__WORK REQUIRED__. Without the pictures, give the entries below again exactly as written.

__DATA__.
◆ ◆ ◆ ◆ ◆

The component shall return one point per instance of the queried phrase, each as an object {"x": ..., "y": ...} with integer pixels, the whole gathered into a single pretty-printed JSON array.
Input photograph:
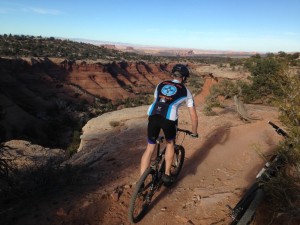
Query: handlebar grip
[{"x": 273, "y": 125}]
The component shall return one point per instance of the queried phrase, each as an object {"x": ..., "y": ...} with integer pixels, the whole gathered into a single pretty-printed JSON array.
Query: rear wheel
[
  {"x": 141, "y": 196},
  {"x": 248, "y": 216}
]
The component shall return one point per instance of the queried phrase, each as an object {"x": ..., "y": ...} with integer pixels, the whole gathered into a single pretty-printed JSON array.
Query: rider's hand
[{"x": 194, "y": 135}]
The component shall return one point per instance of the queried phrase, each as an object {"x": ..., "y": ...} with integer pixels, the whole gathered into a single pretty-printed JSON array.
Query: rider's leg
[
  {"x": 169, "y": 156},
  {"x": 146, "y": 158}
]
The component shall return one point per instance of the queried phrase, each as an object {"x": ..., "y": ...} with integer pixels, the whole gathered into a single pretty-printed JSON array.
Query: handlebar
[
  {"x": 185, "y": 131},
  {"x": 278, "y": 129}
]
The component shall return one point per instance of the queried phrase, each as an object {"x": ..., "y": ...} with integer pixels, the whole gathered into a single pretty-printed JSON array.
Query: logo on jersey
[{"x": 169, "y": 90}]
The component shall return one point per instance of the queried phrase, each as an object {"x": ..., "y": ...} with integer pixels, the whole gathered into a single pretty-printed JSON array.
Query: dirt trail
[{"x": 217, "y": 169}]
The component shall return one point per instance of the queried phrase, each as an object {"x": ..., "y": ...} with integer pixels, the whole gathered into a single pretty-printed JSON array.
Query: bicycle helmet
[{"x": 182, "y": 70}]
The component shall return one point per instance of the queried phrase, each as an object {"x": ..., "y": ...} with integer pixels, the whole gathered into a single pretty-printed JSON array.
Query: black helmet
[{"x": 181, "y": 69}]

◆ ◆ ◆ ◆ ◆

__RESPONSE TO THE TASK__.
The component shall return one point per instance of the queried phrase, each as an object {"x": ..., "y": ...} with integer pixels, the whole gathered into a single pretty-printed JSON array.
Input photograph:
Query: handlebar grip
[{"x": 273, "y": 125}]
The component shall return one point per instance of the queried phrase, each as an object {"x": ..., "y": ...} with integer pixels, the whole gathered into a single pretty-printed JSON array.
Query: rear wheel
[
  {"x": 141, "y": 196},
  {"x": 248, "y": 216}
]
The component shall return one point per instance of the queried phrase, each as an object {"x": ..., "y": ...} with integer pixels, the whole gathered into a single pretty-printed JSON array.
Query: rider's hand
[{"x": 194, "y": 135}]
The component shall return one point per instance of the queried phrase, each as an object {"x": ..., "y": ...} with integer pixels, the whole gathered into a single pretty-printed JSON array.
Query: rider's leg
[
  {"x": 169, "y": 156},
  {"x": 146, "y": 158}
]
The component shall return one point per instance of the queried phrase, each as an object {"x": ..., "y": ...} with integer pixels, the whole gathered into a single pretty-printed JSON array.
Query: handlebar
[
  {"x": 185, "y": 131},
  {"x": 278, "y": 129}
]
The component shall return one point per instance of the queried phrase, each as an object {"x": ..., "y": ...} with integer pixels, the whole gathered into a single pretty-printed JSON array.
Query: logo on jersey
[{"x": 169, "y": 90}]
The component shall return one point per instance of the queried phrase, each as an object {"x": ..., "y": ...} with integer pixels, the whole gathered into a single pretty-printed JSON array.
Query: dirt trail
[{"x": 217, "y": 169}]
The component shall return one point per instance of the queried phrase, each as an object {"x": ..., "y": ...} with integer pixels, the whole gathered into a single pretty-printed JSON array.
Query: bicycle helmet
[{"x": 182, "y": 70}]
The component shall return one point per instance of the queried phrase, each as an object {"x": ..., "y": ...} with integer pixels, the whole gathered into a single pretty-printed JSON array.
Query: black helmet
[{"x": 181, "y": 69}]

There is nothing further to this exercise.